**INSTRUCTIONS FOR THE TASK:**
Please copy the entries word for word, starting with the line that contains "How quickly can you produce the bounding box of the thin" and continuing through the last line of the entries, both ends included.

**EXTRACTED MATERIAL:**
▼

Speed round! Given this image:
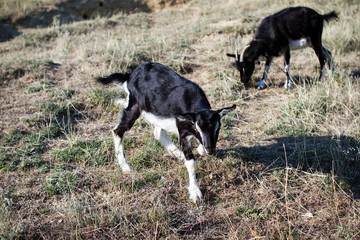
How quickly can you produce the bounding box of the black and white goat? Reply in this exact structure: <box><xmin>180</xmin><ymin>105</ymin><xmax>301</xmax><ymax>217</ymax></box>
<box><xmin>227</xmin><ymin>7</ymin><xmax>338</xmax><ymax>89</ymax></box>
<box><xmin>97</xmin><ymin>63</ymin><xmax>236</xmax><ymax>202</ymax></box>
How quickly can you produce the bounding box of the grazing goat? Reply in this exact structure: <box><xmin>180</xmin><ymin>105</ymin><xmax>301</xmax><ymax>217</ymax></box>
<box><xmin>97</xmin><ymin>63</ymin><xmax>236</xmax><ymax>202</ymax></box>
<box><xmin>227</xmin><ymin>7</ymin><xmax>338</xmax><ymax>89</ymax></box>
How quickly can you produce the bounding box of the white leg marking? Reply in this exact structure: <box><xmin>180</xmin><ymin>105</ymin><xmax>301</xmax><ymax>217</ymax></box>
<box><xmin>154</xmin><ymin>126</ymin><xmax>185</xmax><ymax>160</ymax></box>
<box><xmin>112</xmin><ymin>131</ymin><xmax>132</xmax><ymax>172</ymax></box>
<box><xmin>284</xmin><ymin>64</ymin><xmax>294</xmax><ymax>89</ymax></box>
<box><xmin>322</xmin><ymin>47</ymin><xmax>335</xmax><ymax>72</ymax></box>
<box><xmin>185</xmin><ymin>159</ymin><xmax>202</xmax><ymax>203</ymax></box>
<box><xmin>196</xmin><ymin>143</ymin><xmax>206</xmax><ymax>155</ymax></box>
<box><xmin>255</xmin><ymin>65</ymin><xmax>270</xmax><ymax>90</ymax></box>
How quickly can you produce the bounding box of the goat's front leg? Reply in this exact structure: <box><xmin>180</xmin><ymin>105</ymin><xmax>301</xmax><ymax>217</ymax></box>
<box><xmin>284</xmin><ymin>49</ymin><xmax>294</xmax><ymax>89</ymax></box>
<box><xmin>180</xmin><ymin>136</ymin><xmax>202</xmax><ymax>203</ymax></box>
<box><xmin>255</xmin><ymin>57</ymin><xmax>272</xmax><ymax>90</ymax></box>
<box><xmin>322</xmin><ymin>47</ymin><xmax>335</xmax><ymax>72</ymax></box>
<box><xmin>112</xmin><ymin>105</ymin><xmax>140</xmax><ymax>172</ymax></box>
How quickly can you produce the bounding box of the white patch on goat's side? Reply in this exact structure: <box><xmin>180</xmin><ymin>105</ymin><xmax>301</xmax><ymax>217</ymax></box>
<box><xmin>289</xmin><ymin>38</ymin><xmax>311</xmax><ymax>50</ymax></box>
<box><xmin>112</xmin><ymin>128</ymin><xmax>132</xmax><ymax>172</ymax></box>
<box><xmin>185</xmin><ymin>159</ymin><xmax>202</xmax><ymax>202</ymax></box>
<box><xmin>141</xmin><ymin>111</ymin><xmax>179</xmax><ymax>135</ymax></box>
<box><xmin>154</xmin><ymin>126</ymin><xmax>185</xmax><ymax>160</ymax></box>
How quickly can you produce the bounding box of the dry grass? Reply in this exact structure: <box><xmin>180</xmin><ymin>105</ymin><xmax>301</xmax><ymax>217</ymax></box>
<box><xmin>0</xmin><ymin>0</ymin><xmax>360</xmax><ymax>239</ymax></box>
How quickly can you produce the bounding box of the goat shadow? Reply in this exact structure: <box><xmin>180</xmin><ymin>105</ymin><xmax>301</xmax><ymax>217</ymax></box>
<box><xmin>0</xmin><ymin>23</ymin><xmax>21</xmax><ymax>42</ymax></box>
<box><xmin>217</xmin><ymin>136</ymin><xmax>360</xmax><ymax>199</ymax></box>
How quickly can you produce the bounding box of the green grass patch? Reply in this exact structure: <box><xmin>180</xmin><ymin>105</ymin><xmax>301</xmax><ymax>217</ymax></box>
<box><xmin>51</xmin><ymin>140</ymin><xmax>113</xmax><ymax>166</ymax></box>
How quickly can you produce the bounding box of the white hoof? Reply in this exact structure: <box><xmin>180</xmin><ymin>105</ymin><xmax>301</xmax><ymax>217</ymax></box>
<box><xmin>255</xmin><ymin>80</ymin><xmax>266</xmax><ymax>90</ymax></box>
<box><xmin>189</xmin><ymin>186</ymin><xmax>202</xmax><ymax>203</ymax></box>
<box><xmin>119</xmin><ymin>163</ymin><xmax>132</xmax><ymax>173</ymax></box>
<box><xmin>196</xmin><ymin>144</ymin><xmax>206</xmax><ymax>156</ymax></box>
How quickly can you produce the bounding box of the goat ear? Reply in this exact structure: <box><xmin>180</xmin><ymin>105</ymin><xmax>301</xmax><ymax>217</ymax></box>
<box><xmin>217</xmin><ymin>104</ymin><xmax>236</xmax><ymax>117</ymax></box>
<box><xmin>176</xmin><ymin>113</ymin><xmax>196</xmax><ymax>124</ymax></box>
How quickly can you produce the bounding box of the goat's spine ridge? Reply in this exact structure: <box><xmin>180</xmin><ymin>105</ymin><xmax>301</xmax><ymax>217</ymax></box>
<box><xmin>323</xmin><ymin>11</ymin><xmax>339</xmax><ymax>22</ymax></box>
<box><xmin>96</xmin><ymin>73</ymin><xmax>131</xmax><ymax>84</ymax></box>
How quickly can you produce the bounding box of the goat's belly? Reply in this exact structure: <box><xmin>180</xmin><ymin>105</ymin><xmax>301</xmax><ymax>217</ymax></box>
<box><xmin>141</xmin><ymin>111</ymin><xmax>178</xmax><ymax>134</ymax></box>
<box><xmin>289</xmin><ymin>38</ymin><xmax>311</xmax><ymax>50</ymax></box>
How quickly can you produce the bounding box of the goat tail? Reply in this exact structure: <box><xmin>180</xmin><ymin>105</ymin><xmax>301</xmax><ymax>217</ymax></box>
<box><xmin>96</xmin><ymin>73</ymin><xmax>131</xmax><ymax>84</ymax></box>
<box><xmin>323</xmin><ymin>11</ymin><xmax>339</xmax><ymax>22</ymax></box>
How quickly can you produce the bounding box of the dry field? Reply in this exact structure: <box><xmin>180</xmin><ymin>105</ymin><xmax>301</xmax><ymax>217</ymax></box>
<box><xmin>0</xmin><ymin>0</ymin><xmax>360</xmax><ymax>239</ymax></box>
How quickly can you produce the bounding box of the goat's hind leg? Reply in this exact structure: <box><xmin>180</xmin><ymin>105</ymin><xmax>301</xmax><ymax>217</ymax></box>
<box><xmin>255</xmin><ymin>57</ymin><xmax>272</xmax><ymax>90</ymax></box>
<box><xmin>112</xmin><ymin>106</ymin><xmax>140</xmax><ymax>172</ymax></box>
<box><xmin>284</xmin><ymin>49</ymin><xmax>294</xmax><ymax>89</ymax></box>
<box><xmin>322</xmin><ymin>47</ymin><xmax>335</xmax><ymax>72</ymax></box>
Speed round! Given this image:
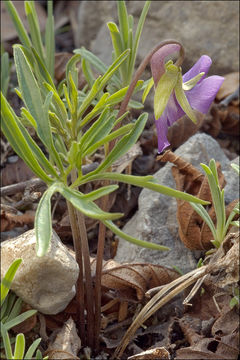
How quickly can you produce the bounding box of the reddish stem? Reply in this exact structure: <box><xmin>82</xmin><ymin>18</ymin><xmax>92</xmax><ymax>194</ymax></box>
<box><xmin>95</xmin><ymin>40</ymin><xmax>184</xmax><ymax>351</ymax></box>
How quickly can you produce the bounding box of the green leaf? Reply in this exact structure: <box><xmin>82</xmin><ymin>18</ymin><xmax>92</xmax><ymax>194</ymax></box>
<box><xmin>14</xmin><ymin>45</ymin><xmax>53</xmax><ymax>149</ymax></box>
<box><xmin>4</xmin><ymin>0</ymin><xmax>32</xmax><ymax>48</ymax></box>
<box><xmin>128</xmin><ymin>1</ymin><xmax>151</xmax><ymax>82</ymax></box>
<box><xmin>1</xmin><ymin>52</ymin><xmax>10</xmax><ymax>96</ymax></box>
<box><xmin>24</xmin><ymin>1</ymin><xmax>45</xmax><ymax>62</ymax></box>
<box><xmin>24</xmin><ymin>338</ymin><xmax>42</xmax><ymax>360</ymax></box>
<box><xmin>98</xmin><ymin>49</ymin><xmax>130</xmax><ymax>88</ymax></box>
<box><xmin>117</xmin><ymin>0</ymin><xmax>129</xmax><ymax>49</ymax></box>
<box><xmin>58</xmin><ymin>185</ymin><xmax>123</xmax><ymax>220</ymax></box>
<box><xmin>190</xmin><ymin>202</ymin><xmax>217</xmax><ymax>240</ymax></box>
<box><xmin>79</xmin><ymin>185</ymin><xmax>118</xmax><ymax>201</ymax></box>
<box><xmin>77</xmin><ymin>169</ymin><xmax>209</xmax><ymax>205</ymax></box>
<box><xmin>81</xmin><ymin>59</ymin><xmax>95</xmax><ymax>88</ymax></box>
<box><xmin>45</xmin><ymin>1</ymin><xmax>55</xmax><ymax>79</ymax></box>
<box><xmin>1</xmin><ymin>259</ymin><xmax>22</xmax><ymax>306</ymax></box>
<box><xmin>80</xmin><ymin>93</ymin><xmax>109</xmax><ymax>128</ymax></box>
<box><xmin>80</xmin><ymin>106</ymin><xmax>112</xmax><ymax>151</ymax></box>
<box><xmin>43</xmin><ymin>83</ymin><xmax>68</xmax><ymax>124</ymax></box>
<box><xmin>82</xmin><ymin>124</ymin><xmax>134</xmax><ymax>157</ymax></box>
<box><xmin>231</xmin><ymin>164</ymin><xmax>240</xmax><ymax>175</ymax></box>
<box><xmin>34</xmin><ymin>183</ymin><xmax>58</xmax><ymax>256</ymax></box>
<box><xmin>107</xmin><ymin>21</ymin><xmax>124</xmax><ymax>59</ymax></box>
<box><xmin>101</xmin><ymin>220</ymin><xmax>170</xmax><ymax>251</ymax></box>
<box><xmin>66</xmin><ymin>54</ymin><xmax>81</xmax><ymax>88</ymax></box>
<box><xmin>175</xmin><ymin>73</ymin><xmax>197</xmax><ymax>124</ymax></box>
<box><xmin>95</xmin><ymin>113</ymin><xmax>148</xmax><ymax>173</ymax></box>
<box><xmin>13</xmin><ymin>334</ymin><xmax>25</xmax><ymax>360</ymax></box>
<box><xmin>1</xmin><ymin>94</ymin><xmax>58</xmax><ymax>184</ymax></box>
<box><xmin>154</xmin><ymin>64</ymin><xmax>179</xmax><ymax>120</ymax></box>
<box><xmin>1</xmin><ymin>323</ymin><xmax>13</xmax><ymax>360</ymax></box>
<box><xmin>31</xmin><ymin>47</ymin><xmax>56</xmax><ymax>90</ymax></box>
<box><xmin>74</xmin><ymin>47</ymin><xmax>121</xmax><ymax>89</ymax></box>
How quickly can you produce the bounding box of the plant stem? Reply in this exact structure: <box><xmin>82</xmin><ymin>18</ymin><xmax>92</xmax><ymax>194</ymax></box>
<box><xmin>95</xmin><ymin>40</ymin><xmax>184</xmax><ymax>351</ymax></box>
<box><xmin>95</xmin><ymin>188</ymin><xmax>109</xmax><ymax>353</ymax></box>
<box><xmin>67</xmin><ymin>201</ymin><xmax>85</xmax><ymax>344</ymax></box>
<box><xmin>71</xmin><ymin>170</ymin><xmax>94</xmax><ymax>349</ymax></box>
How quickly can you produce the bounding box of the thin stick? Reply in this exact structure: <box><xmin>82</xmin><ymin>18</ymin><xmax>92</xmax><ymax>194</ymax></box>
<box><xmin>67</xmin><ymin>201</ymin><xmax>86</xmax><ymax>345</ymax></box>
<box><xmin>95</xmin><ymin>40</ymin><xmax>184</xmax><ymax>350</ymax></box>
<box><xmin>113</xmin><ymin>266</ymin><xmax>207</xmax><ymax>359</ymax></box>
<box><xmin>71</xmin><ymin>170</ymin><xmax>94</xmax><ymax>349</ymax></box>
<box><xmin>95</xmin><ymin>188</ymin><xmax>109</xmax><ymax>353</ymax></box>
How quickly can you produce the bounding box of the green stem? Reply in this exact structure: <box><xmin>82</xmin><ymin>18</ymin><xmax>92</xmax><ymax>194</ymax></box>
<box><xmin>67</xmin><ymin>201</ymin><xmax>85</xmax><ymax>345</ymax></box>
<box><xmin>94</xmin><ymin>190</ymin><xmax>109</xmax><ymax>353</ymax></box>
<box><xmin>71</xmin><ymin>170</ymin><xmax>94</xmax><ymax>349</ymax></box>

▲

**THE RESPONSE:**
How quickly can you produce the bounding box of the thin stick? Reply in this exact structure: <box><xmin>82</xmin><ymin>18</ymin><xmax>92</xmax><ymax>194</ymax></box>
<box><xmin>67</xmin><ymin>201</ymin><xmax>86</xmax><ymax>345</ymax></box>
<box><xmin>95</xmin><ymin>40</ymin><xmax>184</xmax><ymax>350</ymax></box>
<box><xmin>113</xmin><ymin>266</ymin><xmax>207</xmax><ymax>359</ymax></box>
<box><xmin>71</xmin><ymin>170</ymin><xmax>94</xmax><ymax>349</ymax></box>
<box><xmin>95</xmin><ymin>188</ymin><xmax>109</xmax><ymax>353</ymax></box>
How quickly can you produce the bounding box of the green stem? Reply in this exact structure: <box><xmin>82</xmin><ymin>18</ymin><xmax>92</xmax><ymax>194</ymax></box>
<box><xmin>67</xmin><ymin>201</ymin><xmax>85</xmax><ymax>345</ymax></box>
<box><xmin>94</xmin><ymin>190</ymin><xmax>109</xmax><ymax>353</ymax></box>
<box><xmin>71</xmin><ymin>170</ymin><xmax>94</xmax><ymax>349</ymax></box>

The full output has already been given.